• _EXTRAIT_:
--------------------------------
Quels sont les données existantes ?

Il existe deux moyens de géolocaliser quelqu’un par son téléphone. Premièrement la plupart des téléphones intelligents disposent aujourd’hui d’un GPS. Le GPS utilise ses propres ondes radios, il fonctionne donc dès que le téléphone est allumé, même sans accès au réseau mobile. Un GPS est comme une boussole : le simple fait d’en utiliser un ne transmet pas la position de l’appareil à qui que ce soit. Cependant, les téléphones équipés de GPS enregistrent cette position et la transmettent aux nombreuses applications installées qui souhaitent l’utiliser. Google Maps, Tinder, Facebook, TripAdvisor demandent toutes à votre téléphone de lui transmettre les données du GPS.

Deuxièmement, il est possible de géolocaliser un téléphone par la manière dont il se connecte au réseau. Le réseau de téléphonie mobile est constitué d’un maillage d’antennes-relais sur tout le territoire. Chacune a un rayon de couverture allant de quelques centaines de mètre à plusieurs kilomètres, selon la densité de population de la zone où elle est installée. Lorsqu’on se déplace, notre téléphone passe d’une antenne à une autre. Les opérateurs téléphoniques peuvent donc savoir en permanence à quelle antenne sont connectés leurs abonnés. Par ce moyen, il n’y a donc pas besoin de GPS pour connaître la position de quelqu’un, il suffit qu’il soit connecté au réseau. Par contre, un téléphone en mode hors-ligne ne peut pas être géolocalisé. Ses données sont aussi moins précises : alors que le GPS donne une position à quelques mètres près, la géolocalisation par l’antenne relais dépend de l’étendue de la zone de couverture de celle-ci.

Qui a accès à ces données ?

Ces données de géolocalisation existent donc déjà. En France, les télécoms étant historiquement bien plus régulés que les GAFAMS, c’est dans un premier temps aux données téléphoniques que l’État s’intéresse. La question posée actuellement est surtout celle de leur compilation, leur traitement, et qui y a accès. De nombreux usages pré-existent déjà à la crise actuelle.
--------------------------------
• _DONNÉES FOURNIES_:
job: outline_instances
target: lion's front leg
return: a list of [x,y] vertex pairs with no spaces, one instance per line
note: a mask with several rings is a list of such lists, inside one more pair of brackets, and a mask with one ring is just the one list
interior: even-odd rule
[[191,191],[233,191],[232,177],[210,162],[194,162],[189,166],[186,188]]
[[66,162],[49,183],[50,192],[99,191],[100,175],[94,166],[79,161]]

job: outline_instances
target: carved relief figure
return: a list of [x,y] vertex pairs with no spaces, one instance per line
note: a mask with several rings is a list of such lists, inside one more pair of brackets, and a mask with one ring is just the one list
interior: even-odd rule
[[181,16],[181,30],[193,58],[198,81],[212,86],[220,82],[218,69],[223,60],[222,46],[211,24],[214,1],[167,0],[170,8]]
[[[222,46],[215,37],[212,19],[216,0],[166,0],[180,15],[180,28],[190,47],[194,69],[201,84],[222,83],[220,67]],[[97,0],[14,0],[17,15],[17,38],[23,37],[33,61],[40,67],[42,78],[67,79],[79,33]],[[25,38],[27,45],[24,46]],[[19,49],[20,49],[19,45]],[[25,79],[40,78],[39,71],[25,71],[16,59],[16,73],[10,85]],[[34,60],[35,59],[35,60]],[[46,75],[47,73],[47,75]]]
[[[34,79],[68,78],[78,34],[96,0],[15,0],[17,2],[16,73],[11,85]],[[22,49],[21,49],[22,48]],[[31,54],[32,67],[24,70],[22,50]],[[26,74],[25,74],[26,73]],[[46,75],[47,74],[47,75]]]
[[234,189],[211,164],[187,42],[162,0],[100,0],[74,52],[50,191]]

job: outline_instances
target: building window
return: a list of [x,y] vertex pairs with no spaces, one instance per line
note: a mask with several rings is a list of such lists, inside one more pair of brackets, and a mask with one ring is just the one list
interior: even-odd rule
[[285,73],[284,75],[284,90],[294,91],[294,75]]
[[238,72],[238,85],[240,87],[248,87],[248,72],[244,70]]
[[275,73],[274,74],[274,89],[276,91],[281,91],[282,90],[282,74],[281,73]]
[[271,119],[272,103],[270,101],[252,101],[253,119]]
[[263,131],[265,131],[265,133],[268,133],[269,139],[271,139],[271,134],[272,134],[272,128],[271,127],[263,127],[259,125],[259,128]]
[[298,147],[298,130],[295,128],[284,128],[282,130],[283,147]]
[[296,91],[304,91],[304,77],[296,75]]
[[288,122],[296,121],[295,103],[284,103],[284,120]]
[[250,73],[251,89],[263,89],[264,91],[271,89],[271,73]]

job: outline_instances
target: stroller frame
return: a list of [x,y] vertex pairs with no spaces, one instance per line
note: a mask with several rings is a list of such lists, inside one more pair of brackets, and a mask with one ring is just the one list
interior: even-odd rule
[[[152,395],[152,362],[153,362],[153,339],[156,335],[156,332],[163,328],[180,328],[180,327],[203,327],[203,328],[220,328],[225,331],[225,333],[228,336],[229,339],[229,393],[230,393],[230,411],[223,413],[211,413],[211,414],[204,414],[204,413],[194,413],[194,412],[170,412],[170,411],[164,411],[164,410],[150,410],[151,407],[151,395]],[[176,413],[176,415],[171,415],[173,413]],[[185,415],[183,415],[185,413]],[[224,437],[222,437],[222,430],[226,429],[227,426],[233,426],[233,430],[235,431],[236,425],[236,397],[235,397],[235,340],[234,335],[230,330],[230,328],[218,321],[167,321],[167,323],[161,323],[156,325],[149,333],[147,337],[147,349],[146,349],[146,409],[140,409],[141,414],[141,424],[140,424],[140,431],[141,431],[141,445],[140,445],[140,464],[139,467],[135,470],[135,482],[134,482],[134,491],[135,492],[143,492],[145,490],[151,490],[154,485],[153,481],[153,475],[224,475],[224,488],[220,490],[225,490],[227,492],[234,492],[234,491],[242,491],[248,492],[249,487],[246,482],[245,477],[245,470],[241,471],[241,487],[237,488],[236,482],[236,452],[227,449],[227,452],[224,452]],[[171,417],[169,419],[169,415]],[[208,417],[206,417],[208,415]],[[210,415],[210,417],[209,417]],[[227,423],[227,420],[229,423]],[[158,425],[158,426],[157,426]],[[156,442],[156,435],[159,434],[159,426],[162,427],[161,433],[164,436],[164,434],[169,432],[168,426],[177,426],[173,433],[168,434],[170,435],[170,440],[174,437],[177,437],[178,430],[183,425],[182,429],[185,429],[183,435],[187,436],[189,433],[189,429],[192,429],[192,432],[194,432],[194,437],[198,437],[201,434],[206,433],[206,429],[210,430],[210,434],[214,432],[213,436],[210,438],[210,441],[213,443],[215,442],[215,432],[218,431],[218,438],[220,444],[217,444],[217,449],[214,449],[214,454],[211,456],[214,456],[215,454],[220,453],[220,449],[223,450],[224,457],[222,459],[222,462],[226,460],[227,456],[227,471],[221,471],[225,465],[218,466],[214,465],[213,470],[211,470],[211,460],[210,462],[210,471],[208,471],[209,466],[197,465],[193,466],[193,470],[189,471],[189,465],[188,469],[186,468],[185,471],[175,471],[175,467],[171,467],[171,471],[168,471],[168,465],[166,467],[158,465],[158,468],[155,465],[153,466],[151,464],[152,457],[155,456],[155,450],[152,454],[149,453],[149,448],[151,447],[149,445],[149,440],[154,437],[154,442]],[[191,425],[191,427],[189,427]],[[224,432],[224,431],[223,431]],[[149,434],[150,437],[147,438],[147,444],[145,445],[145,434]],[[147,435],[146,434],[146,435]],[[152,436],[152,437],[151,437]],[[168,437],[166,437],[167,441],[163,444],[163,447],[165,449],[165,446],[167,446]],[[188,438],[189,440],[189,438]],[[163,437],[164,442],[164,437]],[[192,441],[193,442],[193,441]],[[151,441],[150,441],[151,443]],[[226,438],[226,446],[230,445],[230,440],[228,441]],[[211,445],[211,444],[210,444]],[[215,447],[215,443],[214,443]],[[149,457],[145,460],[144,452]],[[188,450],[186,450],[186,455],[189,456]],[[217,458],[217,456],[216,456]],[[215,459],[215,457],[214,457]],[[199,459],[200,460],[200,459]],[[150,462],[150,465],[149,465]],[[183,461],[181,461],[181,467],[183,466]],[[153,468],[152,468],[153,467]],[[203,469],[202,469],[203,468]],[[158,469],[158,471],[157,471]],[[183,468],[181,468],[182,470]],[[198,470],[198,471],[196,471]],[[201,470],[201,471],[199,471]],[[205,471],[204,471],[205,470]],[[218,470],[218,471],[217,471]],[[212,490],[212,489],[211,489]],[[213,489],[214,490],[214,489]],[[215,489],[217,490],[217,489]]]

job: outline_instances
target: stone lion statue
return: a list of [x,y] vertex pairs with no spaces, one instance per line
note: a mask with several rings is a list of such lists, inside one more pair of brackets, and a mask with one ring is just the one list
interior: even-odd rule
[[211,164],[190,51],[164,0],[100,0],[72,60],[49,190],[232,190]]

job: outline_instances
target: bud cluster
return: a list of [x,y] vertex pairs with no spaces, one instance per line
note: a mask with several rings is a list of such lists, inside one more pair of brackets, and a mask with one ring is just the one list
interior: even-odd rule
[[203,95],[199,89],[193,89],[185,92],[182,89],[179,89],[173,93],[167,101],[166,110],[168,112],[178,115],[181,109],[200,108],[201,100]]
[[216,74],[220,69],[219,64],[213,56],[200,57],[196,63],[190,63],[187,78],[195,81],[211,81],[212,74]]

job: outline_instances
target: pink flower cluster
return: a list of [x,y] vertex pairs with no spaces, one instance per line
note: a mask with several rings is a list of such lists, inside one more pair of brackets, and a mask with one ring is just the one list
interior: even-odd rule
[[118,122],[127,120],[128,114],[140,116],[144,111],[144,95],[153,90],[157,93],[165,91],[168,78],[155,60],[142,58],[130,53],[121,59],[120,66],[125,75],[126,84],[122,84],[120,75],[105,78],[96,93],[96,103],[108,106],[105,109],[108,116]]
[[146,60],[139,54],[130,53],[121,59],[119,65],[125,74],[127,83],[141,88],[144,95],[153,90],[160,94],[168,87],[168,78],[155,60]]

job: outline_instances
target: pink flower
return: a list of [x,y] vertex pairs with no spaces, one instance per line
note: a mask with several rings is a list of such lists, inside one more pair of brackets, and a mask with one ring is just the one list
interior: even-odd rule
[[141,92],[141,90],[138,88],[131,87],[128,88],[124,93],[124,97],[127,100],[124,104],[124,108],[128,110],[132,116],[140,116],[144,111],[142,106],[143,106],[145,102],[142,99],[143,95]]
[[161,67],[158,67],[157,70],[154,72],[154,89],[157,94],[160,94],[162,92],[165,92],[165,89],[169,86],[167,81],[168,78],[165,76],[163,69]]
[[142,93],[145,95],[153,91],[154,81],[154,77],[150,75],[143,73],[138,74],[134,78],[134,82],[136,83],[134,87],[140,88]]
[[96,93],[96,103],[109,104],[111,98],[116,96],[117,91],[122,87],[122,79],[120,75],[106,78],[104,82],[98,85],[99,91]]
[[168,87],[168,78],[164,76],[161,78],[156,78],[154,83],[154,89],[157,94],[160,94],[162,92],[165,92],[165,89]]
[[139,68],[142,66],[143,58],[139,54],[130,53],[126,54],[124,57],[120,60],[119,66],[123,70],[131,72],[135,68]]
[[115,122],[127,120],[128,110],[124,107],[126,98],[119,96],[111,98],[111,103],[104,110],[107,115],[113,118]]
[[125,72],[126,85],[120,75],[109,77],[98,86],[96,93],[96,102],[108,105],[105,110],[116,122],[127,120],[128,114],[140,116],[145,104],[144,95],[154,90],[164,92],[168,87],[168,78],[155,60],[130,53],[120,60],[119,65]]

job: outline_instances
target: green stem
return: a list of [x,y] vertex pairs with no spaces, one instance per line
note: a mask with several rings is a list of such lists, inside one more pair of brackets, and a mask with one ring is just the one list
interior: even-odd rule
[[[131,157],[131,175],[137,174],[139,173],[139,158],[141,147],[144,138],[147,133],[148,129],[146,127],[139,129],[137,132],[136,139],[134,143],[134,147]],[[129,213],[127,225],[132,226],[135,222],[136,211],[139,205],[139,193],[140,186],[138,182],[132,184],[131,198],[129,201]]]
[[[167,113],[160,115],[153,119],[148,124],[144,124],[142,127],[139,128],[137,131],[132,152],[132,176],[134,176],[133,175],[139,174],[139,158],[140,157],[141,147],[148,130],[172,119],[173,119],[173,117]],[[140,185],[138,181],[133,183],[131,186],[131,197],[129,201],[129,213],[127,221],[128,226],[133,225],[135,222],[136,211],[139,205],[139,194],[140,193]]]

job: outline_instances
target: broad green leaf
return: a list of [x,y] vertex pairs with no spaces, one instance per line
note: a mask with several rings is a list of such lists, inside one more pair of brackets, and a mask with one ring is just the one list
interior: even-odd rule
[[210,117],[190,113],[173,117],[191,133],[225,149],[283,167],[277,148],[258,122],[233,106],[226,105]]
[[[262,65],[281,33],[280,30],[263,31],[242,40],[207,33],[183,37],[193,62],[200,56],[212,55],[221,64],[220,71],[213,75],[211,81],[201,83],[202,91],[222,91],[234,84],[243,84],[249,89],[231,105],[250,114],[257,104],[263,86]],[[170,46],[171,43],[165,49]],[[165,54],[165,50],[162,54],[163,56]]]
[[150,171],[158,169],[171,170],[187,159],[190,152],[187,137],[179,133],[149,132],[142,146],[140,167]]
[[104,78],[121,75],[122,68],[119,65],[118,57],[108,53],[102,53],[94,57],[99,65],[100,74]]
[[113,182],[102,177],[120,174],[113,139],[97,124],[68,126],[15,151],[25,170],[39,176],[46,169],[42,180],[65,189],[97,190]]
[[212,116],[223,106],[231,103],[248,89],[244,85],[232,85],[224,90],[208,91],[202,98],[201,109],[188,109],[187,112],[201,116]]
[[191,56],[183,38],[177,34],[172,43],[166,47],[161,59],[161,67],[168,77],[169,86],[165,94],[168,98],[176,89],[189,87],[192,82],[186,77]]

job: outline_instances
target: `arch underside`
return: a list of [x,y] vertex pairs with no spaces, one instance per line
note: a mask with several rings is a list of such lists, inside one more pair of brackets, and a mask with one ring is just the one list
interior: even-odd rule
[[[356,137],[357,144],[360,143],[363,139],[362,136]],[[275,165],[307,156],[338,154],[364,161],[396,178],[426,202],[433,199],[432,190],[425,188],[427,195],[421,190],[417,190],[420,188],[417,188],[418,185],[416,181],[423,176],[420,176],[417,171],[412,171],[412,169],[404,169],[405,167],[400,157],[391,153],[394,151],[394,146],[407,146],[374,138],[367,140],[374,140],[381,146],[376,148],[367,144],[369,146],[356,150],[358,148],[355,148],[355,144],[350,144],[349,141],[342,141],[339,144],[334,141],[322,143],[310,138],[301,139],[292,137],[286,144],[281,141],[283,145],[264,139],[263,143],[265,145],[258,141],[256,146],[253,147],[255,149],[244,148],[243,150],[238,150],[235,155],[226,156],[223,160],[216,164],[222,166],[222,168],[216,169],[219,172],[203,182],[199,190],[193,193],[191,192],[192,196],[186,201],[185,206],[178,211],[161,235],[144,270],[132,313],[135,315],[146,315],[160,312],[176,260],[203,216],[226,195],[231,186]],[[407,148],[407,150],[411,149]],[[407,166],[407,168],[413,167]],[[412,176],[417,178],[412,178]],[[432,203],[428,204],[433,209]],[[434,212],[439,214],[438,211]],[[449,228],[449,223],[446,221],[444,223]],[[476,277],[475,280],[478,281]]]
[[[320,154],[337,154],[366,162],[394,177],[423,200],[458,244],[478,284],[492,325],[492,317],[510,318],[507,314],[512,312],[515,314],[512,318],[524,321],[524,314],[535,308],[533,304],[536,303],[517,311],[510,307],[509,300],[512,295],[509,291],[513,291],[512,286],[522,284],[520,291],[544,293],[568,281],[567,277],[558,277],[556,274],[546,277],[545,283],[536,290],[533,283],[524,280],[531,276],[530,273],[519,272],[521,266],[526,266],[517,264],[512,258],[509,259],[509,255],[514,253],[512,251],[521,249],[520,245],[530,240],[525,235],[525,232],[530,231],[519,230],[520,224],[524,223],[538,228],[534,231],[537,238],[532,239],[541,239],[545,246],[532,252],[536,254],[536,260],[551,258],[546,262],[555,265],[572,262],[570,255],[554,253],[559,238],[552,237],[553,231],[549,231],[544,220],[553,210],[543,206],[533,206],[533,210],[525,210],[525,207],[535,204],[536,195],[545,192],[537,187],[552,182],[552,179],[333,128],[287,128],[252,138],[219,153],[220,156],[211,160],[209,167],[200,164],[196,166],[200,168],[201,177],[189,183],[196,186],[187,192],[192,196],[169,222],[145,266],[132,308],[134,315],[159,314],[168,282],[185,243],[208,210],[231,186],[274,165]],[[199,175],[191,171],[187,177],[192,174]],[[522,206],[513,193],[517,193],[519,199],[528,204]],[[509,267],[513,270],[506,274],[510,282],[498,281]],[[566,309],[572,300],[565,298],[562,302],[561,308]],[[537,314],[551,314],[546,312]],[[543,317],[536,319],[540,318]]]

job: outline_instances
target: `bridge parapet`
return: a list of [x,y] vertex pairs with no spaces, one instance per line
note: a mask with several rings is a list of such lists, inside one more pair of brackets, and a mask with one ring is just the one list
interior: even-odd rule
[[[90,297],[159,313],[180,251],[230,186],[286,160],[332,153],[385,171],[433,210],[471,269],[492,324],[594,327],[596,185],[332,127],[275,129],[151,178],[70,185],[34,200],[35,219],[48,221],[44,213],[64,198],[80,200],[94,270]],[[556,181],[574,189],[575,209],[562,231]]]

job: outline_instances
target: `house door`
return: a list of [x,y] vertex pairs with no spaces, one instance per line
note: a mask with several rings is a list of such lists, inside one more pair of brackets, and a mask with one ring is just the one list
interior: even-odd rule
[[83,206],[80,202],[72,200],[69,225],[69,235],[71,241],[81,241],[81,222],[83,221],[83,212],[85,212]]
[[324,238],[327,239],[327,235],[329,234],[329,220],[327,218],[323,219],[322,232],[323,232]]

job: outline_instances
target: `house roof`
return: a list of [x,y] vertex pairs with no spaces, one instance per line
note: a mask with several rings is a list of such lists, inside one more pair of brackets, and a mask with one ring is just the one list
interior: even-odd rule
--------------------------------
• _CONSIGNES_:
1. Reproduisez le passage de l'extrait sur la géolocalisation en commençant par « Quels sont les » et en allant jusqu'à « données du GPS. ».
2. Répondez brièvement à ces questions sur l'extrait sur la géolocalisation :
(a) À quel objet un GPS est-il comparé ?
(b) De quoi dépend le rayon de couverture d'une antenne-relais ?
(c) En France, à quelles données l'État s'intéresse-t-il dans un premier temps ?

• _RÉPONSES_:
1.
Quels sont les données existantes ?

Il existe deux moyens de géolocaliser quelqu’un par son téléphone. Premièrement la plupart des téléphones intelligents disposent aujourd’hui d’un GPS. Le GPS utilise ses propres ondes radios, il fonctionne donc dès que le téléphone est allumé, même sans accès au réseau mobile. Un GPS est comme une boussole : le simple fait d’en utiliser un ne transmet pas la position de l’appareil à qui que ce soit. Cependant, les téléphones équipés de GPS enregistrent cette position et la transmettent aux nombreuses applications installées qui souhaitent l’utiliser. Google Maps, Tinder, Facebook, TripAdvisor demandent toutes à votre téléphone de lui transmettre les données du GPS.

2.
(a) À une boussole.
(b) De la densité de population de la zone où elle est installée.
(c) Aux données téléphoniques.